And I’m not saying that’s not possible with advertising and working at ad agencies, because it is because people find a completely fulfilling career in that. That’s just not how I’m wired, personally. I’m just not meant to be doing that. So I needed to see what else I could pursue that led to more of that fulfilment, more of that contribution. So I started testing some different things. I did stand-up comedy in New York City. I know….
Mark: Do you have any jokes for us?
Joe: Oh my god, I hate telling people that because they’re always like tell…
Mark: Ok, We’ll come back to that. We’ll come back to it.
Joe: Yeah, I talked, let’s just say I talked about my roommate who turned out to be prostitute and I had no idea she was a prostitute whenever I lived with her.
Mark: She just kept having all these friends over, right?
Joe: Yeah, exactly. Always paid rent in cash, all that good stuff. Never late with rent. So I did that. I started interviewing people, successful people, and learning about their careers. So I started writing a book, How to Have a Remarkable Career, Join the Remarkables.
I started, I had been investing in single-family homes, and I saw that there was, I had some success with single-family homes in the Dallas, Fort Worth area. But I realized, I wasn’t that going to get to my goals as fast as I wanted to, if I continued to go at the pace I was at and that was about a home a year, or a home every year and a half.
So I knew I had to buy bigger and quicker, or at least bigger and that’s where I got to, I started my own company. I left advertising. I started my own company and my first career venture flopped. I wanted to be a career consultant for a marketing advertisement and PR, college students and young professionals to help them to climb the corporate ladder, but I quickly realized after spending 3,000 dollars on a website, that college students don’t have money to pay for a consultant to help them get the job.
So I mean, clearly a flawed business model that I learned from and I learned a lesson. You have to have clients before you have a business, or at least a product.
Mark: Yeah, you have to be going after clients that have money.
Joe: And you have to be going after clients that have money, exactly. So then I started my own real estate investing company where I raised money and buy apartment communities and I closed my first place six months after starting the company and that was about a year and half ago. Now I’m working on my second deal which is likely going to be a development deal.
Mark: That’s awesome.
Joe: Then I met you.
__________
### Aim
In the interview, how much did Joe spend on a website for his career consulting venture?

### Excerpted data
__________
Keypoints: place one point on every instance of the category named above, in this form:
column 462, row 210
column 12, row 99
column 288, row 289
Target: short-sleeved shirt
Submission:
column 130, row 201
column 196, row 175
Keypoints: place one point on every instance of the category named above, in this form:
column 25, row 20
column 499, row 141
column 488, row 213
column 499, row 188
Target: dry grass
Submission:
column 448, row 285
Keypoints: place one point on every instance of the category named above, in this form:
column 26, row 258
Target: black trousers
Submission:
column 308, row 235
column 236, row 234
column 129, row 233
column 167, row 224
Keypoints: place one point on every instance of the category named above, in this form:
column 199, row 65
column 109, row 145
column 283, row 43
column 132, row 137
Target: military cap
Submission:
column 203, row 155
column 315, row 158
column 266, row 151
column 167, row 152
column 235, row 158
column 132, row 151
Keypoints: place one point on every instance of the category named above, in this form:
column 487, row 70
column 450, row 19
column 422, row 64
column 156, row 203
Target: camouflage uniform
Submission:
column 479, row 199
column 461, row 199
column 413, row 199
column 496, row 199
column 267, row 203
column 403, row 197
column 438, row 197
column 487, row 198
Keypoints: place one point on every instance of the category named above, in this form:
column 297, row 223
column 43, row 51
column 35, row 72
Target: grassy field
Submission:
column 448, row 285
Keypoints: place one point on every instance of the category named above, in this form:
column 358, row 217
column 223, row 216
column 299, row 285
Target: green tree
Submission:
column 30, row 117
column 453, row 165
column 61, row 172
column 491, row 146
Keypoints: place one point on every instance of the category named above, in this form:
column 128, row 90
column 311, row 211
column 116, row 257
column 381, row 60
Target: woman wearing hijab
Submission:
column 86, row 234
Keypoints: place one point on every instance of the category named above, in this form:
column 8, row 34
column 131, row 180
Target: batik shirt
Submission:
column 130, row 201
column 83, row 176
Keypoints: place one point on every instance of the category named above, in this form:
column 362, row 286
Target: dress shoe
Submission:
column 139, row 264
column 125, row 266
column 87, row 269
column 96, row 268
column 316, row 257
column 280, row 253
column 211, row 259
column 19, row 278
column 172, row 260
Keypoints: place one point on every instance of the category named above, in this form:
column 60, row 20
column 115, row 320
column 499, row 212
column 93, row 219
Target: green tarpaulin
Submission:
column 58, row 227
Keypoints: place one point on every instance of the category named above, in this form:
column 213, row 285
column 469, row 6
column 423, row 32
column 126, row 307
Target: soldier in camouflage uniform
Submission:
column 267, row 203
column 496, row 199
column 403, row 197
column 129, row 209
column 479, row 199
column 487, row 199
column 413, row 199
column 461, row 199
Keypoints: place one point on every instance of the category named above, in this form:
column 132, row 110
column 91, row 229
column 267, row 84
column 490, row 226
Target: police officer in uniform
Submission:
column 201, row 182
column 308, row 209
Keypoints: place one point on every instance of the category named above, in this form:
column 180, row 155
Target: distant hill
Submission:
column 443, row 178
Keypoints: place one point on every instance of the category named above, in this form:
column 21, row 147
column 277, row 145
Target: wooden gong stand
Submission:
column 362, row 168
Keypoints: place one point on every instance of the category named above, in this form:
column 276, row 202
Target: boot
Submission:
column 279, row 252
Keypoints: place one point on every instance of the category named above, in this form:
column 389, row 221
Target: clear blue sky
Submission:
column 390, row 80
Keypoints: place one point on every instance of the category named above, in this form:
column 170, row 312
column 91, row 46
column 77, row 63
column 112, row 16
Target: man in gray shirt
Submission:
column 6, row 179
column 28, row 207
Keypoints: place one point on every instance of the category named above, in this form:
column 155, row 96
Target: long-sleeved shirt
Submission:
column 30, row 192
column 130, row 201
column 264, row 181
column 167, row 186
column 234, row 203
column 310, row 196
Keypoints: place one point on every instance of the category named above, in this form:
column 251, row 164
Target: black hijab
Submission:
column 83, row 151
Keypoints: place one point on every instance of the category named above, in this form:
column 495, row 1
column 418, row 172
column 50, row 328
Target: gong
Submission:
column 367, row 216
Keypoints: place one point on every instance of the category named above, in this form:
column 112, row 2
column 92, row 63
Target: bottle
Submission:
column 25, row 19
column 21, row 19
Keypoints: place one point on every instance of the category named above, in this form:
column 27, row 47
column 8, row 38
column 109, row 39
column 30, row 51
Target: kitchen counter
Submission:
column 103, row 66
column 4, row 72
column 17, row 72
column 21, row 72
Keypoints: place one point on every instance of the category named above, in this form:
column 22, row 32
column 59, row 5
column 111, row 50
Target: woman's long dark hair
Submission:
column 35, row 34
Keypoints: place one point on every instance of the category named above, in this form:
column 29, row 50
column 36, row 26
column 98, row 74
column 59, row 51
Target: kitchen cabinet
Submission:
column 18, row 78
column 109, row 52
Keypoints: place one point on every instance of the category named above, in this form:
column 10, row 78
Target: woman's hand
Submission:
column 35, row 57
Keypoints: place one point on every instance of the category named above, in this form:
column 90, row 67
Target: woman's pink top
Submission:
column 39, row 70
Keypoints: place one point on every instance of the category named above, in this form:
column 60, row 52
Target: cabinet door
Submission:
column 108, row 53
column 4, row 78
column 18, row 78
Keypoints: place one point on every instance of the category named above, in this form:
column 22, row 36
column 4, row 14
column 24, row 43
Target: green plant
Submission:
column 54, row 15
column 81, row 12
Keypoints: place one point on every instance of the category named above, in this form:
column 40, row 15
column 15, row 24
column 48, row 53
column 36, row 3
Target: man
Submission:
__________
### Answer below
3,000 dollars